__Directions__: List every line of the items below that contains the word "gear".

-- begin Records supplied --

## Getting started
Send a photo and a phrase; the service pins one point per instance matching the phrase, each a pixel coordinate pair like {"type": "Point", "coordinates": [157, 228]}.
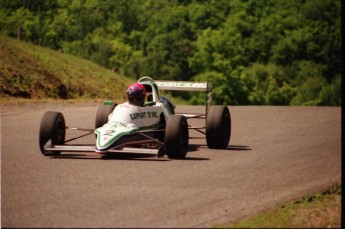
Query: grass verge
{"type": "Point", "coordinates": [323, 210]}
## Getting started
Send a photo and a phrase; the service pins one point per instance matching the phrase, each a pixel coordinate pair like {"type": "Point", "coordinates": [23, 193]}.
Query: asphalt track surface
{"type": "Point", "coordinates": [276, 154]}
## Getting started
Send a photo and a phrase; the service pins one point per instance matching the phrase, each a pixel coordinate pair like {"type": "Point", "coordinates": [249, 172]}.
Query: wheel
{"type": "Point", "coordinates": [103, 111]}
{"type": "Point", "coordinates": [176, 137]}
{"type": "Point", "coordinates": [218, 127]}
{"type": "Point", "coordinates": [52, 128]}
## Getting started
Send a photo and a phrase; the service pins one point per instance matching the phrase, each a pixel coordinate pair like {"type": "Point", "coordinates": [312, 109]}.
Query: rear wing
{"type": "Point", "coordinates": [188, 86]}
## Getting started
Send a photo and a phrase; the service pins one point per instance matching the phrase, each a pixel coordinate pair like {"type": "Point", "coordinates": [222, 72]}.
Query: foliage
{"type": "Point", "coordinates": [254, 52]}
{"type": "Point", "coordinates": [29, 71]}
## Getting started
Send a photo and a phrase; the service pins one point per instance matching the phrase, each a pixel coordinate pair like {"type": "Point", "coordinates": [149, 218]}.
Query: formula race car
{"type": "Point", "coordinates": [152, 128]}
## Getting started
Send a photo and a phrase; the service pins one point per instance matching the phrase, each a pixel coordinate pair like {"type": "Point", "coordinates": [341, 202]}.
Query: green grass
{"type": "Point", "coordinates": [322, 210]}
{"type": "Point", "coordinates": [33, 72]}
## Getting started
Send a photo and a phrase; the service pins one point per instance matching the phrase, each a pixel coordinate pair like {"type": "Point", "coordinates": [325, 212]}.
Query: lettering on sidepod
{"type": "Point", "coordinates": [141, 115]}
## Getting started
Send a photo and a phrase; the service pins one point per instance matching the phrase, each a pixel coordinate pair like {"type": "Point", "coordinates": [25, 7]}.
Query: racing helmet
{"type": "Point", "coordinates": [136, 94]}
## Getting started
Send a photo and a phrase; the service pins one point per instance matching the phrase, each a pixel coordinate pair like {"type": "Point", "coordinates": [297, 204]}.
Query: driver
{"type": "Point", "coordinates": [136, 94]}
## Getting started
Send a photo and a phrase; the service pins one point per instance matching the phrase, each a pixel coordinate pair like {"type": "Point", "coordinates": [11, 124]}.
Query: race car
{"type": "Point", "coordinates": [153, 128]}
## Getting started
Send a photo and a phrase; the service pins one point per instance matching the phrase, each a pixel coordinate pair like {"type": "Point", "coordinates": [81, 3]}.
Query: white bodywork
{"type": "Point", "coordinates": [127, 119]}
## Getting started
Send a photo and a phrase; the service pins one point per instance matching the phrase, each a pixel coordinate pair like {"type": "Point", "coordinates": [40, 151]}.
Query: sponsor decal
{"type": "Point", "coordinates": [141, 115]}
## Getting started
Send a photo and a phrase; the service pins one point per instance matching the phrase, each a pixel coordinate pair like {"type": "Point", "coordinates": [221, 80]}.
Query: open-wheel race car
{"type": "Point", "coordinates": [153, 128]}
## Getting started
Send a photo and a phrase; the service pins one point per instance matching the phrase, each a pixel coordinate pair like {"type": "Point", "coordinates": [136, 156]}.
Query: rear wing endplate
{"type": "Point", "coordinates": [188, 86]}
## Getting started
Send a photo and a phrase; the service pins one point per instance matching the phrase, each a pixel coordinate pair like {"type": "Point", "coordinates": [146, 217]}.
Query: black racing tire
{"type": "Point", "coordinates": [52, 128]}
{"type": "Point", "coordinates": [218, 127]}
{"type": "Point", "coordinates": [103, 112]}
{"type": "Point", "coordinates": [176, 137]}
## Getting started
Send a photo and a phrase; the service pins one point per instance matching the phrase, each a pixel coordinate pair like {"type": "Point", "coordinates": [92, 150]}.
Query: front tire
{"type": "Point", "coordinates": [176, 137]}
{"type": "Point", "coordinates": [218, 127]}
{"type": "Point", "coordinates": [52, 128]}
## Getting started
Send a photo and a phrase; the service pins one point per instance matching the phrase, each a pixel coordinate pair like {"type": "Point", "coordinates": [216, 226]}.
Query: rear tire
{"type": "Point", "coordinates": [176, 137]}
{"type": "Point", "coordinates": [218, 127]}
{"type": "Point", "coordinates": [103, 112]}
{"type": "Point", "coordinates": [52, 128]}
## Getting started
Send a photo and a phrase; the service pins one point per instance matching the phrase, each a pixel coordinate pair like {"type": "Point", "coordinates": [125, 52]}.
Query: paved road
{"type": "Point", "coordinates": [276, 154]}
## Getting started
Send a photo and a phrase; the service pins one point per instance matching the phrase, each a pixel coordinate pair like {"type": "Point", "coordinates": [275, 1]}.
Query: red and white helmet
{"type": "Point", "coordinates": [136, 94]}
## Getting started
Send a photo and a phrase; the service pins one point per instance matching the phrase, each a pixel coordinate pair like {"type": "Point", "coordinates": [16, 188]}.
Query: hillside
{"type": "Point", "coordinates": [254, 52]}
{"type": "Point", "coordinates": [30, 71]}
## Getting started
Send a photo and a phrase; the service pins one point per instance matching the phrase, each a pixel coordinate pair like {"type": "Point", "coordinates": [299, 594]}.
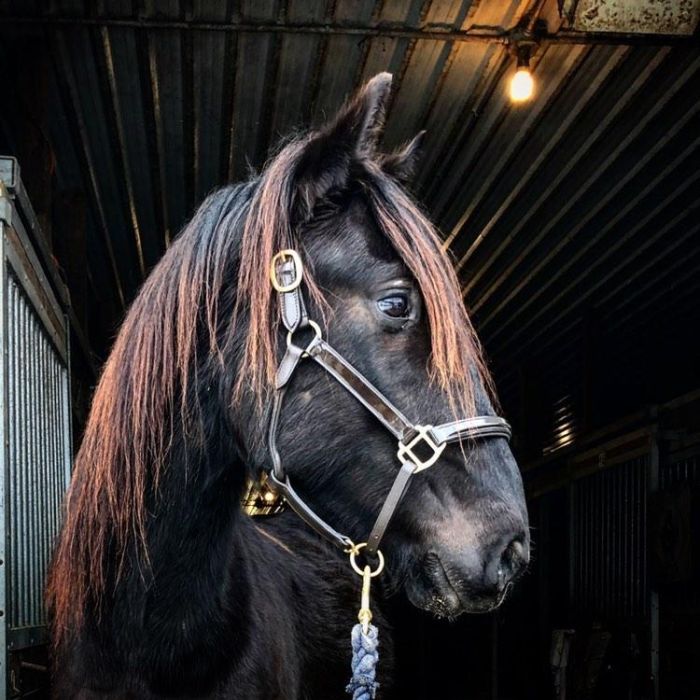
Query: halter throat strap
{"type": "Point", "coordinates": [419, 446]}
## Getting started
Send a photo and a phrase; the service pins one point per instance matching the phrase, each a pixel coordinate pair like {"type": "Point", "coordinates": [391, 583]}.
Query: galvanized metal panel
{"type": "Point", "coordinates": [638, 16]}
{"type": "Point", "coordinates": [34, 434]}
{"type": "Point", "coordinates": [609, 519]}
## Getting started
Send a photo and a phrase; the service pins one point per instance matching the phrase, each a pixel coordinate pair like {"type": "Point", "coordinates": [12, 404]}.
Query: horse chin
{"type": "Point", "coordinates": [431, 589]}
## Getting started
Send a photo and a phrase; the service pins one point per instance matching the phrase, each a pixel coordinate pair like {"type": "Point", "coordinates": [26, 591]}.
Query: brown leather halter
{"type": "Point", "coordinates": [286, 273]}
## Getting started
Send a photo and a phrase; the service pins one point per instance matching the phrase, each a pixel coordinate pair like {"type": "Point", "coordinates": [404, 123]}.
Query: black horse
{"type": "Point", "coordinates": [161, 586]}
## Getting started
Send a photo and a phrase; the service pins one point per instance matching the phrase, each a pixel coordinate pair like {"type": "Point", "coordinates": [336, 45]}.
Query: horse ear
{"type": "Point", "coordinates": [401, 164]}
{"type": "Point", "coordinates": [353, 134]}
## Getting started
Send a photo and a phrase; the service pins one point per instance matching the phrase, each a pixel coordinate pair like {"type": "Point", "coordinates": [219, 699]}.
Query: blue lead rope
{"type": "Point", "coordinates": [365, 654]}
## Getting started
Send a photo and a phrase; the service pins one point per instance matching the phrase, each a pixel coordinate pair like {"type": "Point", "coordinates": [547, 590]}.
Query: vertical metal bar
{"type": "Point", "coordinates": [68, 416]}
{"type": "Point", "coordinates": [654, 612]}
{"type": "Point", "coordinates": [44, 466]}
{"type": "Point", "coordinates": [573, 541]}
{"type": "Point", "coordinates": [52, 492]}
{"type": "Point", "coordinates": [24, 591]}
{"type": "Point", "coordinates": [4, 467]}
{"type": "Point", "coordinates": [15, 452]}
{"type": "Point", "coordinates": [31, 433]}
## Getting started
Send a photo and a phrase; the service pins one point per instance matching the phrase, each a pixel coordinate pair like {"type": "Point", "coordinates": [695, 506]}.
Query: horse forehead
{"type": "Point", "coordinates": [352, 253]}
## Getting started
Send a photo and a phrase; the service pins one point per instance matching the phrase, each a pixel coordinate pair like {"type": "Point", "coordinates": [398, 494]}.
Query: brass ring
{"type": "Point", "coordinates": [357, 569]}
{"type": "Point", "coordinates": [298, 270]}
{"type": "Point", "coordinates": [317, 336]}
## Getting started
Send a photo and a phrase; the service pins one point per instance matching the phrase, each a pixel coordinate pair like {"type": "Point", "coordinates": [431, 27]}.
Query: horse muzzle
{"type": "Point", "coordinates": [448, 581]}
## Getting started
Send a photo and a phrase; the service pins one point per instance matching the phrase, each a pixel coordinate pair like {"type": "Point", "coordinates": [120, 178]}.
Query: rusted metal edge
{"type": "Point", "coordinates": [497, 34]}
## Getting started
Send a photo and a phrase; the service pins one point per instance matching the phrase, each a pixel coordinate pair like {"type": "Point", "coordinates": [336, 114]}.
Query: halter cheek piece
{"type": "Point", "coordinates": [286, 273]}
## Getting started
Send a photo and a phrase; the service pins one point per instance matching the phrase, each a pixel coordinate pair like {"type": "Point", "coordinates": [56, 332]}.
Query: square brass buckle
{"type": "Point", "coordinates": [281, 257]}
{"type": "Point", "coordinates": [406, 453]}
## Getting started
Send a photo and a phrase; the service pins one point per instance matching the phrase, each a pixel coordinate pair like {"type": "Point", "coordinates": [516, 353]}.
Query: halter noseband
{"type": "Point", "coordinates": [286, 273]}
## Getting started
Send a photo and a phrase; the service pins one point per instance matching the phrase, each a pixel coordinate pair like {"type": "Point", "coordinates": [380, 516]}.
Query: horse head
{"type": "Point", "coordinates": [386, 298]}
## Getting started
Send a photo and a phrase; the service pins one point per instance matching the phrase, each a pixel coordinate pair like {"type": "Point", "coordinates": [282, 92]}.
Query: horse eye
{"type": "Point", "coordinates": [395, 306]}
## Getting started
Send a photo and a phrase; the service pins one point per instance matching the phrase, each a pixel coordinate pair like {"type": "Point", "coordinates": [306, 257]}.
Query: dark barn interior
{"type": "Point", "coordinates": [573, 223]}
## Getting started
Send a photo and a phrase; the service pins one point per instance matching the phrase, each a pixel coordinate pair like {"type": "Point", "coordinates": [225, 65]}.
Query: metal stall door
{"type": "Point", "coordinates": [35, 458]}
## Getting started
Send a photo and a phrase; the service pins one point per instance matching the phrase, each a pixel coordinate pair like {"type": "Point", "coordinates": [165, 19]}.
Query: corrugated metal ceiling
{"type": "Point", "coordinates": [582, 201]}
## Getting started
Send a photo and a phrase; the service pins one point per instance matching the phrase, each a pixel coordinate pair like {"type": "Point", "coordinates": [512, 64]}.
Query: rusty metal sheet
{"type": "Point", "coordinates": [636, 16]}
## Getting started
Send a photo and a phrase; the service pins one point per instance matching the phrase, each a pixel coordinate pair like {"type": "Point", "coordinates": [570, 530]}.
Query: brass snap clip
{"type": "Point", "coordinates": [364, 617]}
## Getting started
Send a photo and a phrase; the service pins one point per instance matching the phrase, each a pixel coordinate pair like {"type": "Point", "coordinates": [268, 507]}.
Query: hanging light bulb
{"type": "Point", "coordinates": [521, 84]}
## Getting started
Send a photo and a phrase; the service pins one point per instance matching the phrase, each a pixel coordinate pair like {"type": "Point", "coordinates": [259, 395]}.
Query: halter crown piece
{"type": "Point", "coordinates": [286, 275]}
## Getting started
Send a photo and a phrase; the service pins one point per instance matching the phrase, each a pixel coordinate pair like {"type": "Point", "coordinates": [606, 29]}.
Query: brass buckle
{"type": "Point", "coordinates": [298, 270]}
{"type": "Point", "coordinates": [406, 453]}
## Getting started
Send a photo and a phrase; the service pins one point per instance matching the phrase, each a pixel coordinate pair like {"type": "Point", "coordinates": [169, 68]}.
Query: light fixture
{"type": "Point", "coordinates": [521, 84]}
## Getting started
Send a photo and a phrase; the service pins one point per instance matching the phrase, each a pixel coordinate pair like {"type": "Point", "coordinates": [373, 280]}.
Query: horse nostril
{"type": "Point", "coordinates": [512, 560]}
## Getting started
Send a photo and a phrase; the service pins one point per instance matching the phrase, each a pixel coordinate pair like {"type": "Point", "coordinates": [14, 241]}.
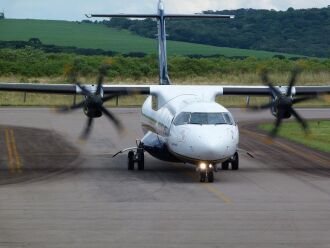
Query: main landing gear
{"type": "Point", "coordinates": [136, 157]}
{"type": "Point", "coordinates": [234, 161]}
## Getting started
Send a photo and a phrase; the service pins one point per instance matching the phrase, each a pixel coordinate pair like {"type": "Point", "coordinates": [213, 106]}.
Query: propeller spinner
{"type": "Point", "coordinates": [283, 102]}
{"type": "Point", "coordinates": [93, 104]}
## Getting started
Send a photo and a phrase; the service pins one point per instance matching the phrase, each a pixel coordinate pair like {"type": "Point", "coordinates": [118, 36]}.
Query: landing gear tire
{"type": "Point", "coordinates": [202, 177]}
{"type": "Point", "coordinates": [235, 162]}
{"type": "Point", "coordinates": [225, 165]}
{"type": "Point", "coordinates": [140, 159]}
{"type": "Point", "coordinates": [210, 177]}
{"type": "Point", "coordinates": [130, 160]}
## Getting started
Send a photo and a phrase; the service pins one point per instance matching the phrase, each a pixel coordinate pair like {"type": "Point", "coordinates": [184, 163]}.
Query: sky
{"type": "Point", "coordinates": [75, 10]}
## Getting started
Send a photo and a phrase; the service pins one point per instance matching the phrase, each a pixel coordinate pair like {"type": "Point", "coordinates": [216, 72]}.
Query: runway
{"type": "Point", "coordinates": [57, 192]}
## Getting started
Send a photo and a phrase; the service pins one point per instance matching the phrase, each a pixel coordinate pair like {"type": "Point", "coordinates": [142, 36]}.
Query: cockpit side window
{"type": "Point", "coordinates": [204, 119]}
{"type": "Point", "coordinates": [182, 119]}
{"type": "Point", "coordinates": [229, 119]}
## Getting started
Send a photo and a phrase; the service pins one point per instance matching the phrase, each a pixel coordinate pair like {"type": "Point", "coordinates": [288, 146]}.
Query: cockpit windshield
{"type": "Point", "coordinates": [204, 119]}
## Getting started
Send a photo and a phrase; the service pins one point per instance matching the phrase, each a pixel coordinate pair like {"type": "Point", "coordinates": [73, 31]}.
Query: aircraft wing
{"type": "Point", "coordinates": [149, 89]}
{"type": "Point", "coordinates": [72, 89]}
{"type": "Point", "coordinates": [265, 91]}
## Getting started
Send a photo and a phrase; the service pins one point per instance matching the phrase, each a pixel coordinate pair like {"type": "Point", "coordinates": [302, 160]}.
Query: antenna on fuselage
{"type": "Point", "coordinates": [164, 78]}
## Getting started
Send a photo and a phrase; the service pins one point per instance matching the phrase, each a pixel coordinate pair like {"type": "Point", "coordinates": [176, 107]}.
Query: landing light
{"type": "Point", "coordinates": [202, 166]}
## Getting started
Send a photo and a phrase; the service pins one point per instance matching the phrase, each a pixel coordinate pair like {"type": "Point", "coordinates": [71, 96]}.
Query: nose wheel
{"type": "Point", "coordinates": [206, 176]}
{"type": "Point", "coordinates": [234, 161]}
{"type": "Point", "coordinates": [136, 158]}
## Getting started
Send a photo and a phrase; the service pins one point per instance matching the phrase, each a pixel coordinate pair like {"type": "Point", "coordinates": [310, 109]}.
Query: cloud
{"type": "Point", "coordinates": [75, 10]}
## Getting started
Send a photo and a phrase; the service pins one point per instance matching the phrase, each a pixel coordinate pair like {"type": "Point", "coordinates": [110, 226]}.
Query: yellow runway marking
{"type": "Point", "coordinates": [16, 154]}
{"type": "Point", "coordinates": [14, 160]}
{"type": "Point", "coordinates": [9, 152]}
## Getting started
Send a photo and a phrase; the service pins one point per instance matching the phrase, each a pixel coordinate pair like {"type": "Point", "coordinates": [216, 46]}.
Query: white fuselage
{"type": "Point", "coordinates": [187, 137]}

-- end Records supplied --

__Task solution__:
Query: main landing gear
Query: landing gear tire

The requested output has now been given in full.